Sobre essa petição de embargos de terceiro recaiu despacho de indeferimento liminar, em que se considerou ocorrer ilegitimidade da embargante para a dedução dos embargos, com fundamento em a mesma ter sido citada na execução para, em face da penhora sobre bem comum, requerer a separação de bens, de forma a evitar a execução da sua meação no património comum do casal, em cumprimento do artº 740º do NCPC, o que teria tido o efeito de retirar à embargante a qualidade de terceiro em relação à execução e de lhe conferir o estatuto processual previsto no artº 787º do NCPC – e, nessa base, declarou-se «verificada a excepção dilatória de falta de legitimidade para dedução de embargos» e, em consequência, indeferiu-se liminarmente a petição de embargos.

É desse despacho de indeferimento liminar do requerimento de oposição mediante embargos de terceiro que vem interposto pela oponente o presente recurso de apelação, cujas alegações culminam com as seguintes conclusões:

«1. Na origem dos presentes embargos de cônjuge executado está um fictício contrato de empreitada que teria sido celebrado entre a Exequente e o Executado, seu marido, celebrado em 1 de Janeiro de 2011, pelo valor de 28.228,50 €, e que essas obras foram todas concluídas em 1 de Janeiro de 2011.

2. O que, só pela data, dá logo para ver a ficção dos factos alegados. Petição de Injunção, junta como doc. 4, da Petição de embargos.

3. Tais factos foram todos impugnados pelo executado na oposição à injunção.

4. Porém, a sentença dada à execução, no relatório dos factos provados, sem atender ao princípio do dispositivo (artº 5º do C. P. Civil) no seu ponto 3, diz: “tais trabalhos mostram-se discriminados na fatura que é fls. 20 e 21 dos autos e têm o valor ilíquido de € 22.950,00, a que acresce o IVA de € 5.278,50”.

5. A referida fatura de fls. 20 e 21, refere trabalhos de alteração da cave da moradia e casa-de-morada-família da embargante ora recorrente, não foram feitos do modo alegado nessa injunção, e por isso impugnados.

----

__COMPLETE O SEGUINTE__
1 > Traduza para inglês esta frase do texto sobre os embargos: "Tais factos foram todos impugnados pelo executado na oposição à injunção."
2 > Transcreva, por favor, o trecho do texto sobre os embargos que vai de "Sobre essa petição" a "liminarmente a petição de embargos.".
As linhas provêm de uma fonte diferente da do texto sobre os embargos.

----

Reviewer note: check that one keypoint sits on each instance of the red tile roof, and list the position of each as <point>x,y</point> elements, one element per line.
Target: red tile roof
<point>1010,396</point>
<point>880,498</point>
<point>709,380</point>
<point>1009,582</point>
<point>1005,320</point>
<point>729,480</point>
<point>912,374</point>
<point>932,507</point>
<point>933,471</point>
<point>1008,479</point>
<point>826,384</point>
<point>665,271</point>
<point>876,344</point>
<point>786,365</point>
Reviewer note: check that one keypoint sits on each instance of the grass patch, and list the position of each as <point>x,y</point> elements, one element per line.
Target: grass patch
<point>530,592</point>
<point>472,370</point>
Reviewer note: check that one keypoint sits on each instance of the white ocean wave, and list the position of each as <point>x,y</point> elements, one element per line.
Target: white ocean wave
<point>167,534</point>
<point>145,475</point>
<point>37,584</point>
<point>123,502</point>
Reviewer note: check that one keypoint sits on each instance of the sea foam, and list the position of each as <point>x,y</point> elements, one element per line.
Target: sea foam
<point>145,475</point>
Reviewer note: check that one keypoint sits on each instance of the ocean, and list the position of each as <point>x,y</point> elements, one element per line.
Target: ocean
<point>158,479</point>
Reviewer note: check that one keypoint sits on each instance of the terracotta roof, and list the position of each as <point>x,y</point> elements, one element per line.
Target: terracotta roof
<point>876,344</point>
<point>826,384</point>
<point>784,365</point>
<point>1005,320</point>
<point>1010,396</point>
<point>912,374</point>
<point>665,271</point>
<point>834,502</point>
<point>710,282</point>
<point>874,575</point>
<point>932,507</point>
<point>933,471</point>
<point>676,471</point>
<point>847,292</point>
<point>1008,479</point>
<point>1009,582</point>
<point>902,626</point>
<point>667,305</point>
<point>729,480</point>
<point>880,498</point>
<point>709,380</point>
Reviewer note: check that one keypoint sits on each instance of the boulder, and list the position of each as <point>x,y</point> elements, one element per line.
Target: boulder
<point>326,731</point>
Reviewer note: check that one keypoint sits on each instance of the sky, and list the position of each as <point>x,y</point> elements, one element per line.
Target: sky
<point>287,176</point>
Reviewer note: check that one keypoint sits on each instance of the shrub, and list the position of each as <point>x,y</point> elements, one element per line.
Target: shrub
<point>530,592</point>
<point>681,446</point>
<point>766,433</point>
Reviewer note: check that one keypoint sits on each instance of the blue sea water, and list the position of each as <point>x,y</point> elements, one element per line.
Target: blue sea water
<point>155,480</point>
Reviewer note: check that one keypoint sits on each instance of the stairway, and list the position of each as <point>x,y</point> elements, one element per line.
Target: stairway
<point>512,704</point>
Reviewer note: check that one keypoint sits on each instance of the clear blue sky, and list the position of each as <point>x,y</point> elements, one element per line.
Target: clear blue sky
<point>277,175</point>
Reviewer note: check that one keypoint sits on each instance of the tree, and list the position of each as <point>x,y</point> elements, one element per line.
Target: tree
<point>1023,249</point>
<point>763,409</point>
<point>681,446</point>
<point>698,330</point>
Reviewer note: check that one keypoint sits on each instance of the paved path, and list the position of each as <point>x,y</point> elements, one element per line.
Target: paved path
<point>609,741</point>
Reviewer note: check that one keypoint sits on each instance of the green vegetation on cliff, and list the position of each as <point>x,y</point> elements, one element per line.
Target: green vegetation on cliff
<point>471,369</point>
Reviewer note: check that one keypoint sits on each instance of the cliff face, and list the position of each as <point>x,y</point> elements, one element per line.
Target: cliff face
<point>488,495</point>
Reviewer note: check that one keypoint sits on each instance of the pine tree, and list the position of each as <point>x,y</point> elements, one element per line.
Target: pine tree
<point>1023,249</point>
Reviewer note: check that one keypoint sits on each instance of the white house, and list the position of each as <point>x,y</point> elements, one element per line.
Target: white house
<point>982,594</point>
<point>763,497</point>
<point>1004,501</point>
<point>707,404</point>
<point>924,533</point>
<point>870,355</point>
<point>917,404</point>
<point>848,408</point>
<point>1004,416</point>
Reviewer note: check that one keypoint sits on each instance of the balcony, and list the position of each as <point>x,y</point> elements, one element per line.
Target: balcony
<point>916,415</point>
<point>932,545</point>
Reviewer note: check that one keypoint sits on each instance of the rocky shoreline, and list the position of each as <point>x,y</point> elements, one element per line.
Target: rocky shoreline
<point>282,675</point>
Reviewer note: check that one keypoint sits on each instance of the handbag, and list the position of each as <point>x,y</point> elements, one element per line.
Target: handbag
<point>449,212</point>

----

__RESPOSTAS DAS TAREFAS__
1 > All these facts were contested by the judgment debtor in the opposition to the payment order.

2 >
Sobre essa petição de embargos de terceiro recaiu despacho de indeferimento liminar, em que se considerou ocorrer ilegitimidade da embargante para a dedução dos embargos, com fundamento em a mesma ter sido citada na execução para, em face da penhora sobre bem comum, requerer a separação de bens, de forma a evitar a execução da sua meação no património comum do casal, em cumprimento do artº 740º do NCPC, o que teria tido o efeito de retirar à embargante a qualidade de terceiro em relação à execução e de lhe conferir o estatuto processual previsto no artº 787º do NCPC – e, nessa base, declarou-se «verificada a excepção dilatória de falta de legitimidade para dedução de embargos» e, em consequência, indeferiu-se liminarmente a petição de embargos.